- _Goal of the exercise_
Look below for the line that has "Mark one point on every instance of the panda's black ear". Set down the lines from there through the line that has "Mark one point on every instance of the green", exactly as written.

━━━ Study material

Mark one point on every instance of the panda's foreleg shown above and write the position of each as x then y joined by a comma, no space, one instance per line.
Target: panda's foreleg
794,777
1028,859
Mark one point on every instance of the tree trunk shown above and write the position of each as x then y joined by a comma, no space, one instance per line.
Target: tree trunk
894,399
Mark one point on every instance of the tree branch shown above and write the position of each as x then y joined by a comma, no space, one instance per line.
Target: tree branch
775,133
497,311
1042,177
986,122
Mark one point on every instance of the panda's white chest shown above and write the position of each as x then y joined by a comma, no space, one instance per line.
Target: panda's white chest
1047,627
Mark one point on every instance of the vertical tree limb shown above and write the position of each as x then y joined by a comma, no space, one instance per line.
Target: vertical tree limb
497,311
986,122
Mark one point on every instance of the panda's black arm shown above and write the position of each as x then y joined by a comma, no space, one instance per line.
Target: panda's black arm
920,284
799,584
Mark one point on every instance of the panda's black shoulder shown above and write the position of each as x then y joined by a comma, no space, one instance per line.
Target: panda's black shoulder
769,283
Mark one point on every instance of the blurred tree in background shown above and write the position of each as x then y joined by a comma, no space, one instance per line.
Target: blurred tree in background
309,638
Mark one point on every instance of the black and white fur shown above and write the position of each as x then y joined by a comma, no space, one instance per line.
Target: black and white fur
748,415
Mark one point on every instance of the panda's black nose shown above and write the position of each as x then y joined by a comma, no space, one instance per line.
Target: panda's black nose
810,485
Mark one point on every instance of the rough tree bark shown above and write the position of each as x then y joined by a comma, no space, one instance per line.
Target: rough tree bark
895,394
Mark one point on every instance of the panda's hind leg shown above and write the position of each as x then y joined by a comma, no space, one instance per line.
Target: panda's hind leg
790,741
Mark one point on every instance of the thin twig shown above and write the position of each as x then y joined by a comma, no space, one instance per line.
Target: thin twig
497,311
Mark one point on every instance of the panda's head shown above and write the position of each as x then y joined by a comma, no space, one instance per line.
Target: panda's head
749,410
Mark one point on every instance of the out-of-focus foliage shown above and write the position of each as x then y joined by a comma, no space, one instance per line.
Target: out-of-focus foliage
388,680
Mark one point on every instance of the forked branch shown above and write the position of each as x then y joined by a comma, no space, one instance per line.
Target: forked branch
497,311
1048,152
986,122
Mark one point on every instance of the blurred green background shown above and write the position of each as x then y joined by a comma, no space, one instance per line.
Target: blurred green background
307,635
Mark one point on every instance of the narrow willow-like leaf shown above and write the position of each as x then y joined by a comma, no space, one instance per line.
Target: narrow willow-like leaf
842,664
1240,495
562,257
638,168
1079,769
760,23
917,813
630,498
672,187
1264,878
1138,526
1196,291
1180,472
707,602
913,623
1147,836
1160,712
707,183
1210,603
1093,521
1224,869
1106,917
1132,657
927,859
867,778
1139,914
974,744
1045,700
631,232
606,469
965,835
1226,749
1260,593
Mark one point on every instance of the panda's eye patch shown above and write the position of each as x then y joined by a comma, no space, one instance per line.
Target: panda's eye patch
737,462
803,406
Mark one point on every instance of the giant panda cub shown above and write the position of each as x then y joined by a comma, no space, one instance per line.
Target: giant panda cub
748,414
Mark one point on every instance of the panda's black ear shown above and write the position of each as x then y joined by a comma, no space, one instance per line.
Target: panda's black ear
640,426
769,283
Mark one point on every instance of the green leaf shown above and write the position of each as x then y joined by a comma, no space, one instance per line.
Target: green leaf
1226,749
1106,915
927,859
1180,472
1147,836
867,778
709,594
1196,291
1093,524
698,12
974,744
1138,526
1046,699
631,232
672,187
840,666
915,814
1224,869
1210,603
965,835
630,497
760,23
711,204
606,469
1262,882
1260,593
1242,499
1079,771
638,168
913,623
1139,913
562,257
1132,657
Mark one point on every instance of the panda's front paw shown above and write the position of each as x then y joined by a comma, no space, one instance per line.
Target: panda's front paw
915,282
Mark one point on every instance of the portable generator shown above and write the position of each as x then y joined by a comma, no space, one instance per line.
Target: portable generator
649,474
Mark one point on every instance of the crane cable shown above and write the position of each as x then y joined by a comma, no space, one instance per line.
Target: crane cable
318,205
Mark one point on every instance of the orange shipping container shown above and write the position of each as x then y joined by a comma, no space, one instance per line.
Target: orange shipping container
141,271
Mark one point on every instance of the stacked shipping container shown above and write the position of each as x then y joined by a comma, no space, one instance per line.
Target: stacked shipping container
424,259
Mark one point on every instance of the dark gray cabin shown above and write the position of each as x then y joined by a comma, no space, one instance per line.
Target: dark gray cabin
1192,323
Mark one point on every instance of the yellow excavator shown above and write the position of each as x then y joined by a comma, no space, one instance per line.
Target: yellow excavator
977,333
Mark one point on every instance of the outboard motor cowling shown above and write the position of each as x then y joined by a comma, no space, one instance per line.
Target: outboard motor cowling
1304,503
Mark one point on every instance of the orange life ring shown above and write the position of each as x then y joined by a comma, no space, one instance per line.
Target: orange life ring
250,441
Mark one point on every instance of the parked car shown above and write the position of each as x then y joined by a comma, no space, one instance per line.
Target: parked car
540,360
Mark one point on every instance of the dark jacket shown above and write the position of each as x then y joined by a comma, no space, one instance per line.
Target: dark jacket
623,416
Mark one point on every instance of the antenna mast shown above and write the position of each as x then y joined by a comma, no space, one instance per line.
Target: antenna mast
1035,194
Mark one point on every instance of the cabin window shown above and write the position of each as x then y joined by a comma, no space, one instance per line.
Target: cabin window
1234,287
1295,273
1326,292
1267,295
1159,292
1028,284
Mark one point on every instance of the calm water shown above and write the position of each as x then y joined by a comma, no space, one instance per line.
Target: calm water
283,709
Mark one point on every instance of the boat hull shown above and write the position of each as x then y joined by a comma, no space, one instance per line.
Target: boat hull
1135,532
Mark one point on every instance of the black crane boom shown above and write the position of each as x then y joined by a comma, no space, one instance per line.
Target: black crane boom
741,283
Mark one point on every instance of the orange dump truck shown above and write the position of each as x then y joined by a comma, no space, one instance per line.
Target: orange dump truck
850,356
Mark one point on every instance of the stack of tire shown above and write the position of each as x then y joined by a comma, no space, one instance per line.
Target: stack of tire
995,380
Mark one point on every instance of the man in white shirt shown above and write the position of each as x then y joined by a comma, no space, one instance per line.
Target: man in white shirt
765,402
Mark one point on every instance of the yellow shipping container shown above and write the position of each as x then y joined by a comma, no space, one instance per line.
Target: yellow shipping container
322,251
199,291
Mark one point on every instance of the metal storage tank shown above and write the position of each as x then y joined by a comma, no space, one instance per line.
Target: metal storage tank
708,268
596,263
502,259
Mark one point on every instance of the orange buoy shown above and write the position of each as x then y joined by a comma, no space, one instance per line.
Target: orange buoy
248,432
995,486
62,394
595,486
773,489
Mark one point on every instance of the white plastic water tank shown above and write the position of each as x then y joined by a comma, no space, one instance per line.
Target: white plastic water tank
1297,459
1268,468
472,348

━━━━━━

- _Answer box_
Mark one point on every instance of the panda's black ear shown above and write the position of each as x then y joined by a comma, no space, one instance per line.
Target: panda's black ear
640,426
769,283
Mark one point on every instance of the green leaf shown above and write the position of each as x then y joined by a comma, no space, one instance per line.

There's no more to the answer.